* Begin Records for the task *

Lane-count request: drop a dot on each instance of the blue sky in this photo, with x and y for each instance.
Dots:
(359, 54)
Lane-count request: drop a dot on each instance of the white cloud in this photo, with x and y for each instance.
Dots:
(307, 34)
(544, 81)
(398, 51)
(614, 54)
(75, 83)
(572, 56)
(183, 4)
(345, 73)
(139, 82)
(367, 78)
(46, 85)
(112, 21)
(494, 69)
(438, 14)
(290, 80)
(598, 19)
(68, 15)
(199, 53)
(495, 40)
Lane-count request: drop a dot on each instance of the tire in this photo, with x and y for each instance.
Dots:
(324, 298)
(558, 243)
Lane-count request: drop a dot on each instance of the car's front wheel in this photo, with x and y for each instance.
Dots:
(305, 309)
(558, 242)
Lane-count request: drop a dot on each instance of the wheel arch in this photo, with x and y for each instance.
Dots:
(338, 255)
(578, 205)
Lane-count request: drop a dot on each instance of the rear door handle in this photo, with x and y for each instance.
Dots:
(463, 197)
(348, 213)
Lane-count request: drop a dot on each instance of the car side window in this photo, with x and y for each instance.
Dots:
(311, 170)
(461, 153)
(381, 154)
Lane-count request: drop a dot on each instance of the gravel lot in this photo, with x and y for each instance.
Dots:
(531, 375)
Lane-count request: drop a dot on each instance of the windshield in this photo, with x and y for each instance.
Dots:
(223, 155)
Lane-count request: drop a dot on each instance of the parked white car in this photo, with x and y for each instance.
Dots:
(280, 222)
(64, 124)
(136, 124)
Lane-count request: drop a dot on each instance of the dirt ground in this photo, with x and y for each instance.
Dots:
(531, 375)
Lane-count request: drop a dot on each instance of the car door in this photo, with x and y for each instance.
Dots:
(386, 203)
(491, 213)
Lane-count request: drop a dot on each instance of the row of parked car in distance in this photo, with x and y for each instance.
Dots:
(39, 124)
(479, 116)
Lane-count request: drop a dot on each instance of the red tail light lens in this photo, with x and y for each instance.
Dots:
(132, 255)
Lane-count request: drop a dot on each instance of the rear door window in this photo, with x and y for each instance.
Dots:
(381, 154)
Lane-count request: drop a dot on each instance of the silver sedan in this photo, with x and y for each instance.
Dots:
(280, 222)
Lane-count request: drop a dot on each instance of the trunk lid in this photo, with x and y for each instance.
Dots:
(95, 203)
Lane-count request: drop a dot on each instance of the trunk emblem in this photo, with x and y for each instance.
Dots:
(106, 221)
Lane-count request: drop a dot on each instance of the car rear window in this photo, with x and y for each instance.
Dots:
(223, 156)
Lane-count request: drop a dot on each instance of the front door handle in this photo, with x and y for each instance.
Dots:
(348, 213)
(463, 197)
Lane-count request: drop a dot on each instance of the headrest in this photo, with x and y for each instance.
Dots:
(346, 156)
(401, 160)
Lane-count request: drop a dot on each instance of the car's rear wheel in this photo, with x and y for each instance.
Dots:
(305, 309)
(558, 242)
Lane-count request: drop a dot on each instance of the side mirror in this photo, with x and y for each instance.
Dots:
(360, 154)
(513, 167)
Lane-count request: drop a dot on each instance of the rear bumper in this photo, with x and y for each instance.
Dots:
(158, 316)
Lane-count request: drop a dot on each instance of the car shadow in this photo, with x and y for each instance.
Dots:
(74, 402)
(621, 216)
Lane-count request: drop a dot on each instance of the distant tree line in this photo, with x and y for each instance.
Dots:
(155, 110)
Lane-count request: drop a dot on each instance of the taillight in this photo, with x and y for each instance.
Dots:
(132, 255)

* End Records for the task *

→ **Your task**:
Write out exactly the lines of the entries above that run from the line containing "Lane-count request: drop a dot on each instance of the silver" through the last line, including both.

→ **Task output**:
Lane-count request: drop a dot on each instance of the silver sedan in this photo, with x and y for each instance.
Dots:
(280, 222)
Lane-count request: drop a dot on each instance of the trunk lid in this photo, with x and y for each instance.
Dots:
(95, 203)
Lane-count request: drop a dot on each instance of the trunk emblem in this photo, with x and y for each instance.
Dots:
(106, 221)
Lane-count request: drop a dot on each instance of the car rear window in this photo, with x and y for each instance.
Dots:
(223, 156)
Lane-count request: drop a dot on each instance of the front door handle in this photo, with x and y for each instance.
Dots:
(348, 213)
(463, 197)
Lane-count request: drop a dot on each instance of the headrest in this photo, with x and y for each instance.
Dots:
(346, 156)
(401, 160)
Lane-count request: drop a dot on each instance of the car's rear wheel in this photo, with x and y for each instance.
Dots:
(305, 309)
(558, 242)
Lane-count request: drop a dot on each instance of the side mirror in this photo, with x and y for each instance.
Dots:
(360, 154)
(513, 167)
Lane-count request: drop a dot on each instance of the rear bumper in this photo, with x and y for each instance.
Dots:
(158, 316)
Lane-count request: drop a dot on each instance of the car shadow in this photo, with x and y for each instance.
Dots:
(74, 402)
(621, 216)
Lane-count request: drop a dot on each instance of the distant tree line in this photo, with x and y for each instance.
Dots:
(155, 110)
Lane-count request: drop a dot on each instance of the taillight in this photo, with x and y for each instance.
Dots:
(132, 255)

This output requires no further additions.